*SELECTED EXCERPT*.
___

Judge Chutkan’s Defiance Of Trump Over J6 Case Is Disqualifying
Last Monday, I published “D.C. Federal Judges Join the Resistance.” It focused on one D.C. federal district judge, Beryl Howell, who let her emotions get the better of any prudent legal judgment when she refused to implement the president’s direction to the attorney general to dismiss all pending indictments against Jan. 6 defendants “with prejudice.”
She first vented her spleen against the defendants and President Donald Trump (whom she accused of perpetrating a “revisionist myth”) in a wholly gratuitous screed about why the prosecutions were necessary and proper. She then finally admitted that she had no legal right to refuse to dismiss the case. But to show the president who was boss, she refused to dismiss the case with prejudice. That left open the potential for a refiling of the same charges. It was, of course, totally contrary to the president and DOJ’s clear intent.
In that same article, I pointed out that Judge Howell had company. Three of her rebellious colleagues in the D.C. district court also refused to dismiss pending J6 cases with prejudice — including one particularly confused opinion by anti-Trump Judge Tanya Chutkan.
The President’s Proclamation
The president entered his proclamation on Inauguration Day. I describe it more fully in “D.C. Federal Judges Join the Resistance,” but for present purposes, it is important to note that it pardoned persons who had been “convicted of offenses related to events that occurred at or near the United States Capitol on January 6, 2021” (emphasis added).
Defendants who had not yet been convicted did not receive a pardon. For them, the president directed the attorney general “to pursue dismissal with prejudice to the government of all pending indictments against individuals for their conduct related to the events at or near the United States Capitol on January 6, 2021.” The attorney general complied by directing the Department of Justice to seek dismissals of the pending indictments “with prejudice” under Federal Rule of Criminal Procedure 48(a).
Judge Tanya Chutkan
Tanya Chutkan may be the worst of the bunch. She has a reputation for overly harsh sentences for J6 defendants, even imprisoning defendants for whom the prosecutors had recommended no confinement. She has presided over other cases involving Trump. And, as Sen. Ted Cruz put it, she has a “reputation for being far left, even by D.C. District Court standards” and “is going to be relentlessly hostile to Donald Trump.”
But for our present purposes, Chutkan’s unsuitability to preside over complex cases related to the Trump administration is highlighted by her recent incoherent ruling in which she refused to dismiss charges against a J6 defendant with prejudice. That ruling evidences a lack of analytical ability that renders her unable to grasp basic legal concepts, although she does know how to throw in a scatological catchphrase guaranteed to attract media attention.
The case before Judge Chutkan was United States v. Banuelos. The defendant was not arrested for J6-related offenses until March 2024. By the time of Trump’s inauguration 10 months later, he had not been tried or convicted. Reportedly, he had a trial “tentatively scheduled” in February 2025. So John Banuelos was in the category of those untried, nonconvicted defendants for whom the president had instructed the attorney general “to pursue dismissal with prejudice.” The DOJ prosecutors complied by promptly moving for a dismissal of his indictment, with prejudice, pursuant to Federal Rule 48(a).

___

*INFORMATION PROVIDED*.
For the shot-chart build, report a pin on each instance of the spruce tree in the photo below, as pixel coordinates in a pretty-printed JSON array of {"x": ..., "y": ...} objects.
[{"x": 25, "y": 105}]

___

*ASSIGNMENT*.
Answer these from the article about Judge Chutkan:
(a) In what month and year was John Banuelos arrested for J6-related offenses?
(b) Under which Federal Rule of Criminal Procedure did the Department of Justice seek the dismissals?
(c) What did Judge Howell accuse President Trump of perpetrating?
The material has nothing to do with the article about Judge Chutkan.

*WRITTEN RESPONSE*.
(a) March 2024
(b) Rule 48(a)
(c) A "revisionist myth"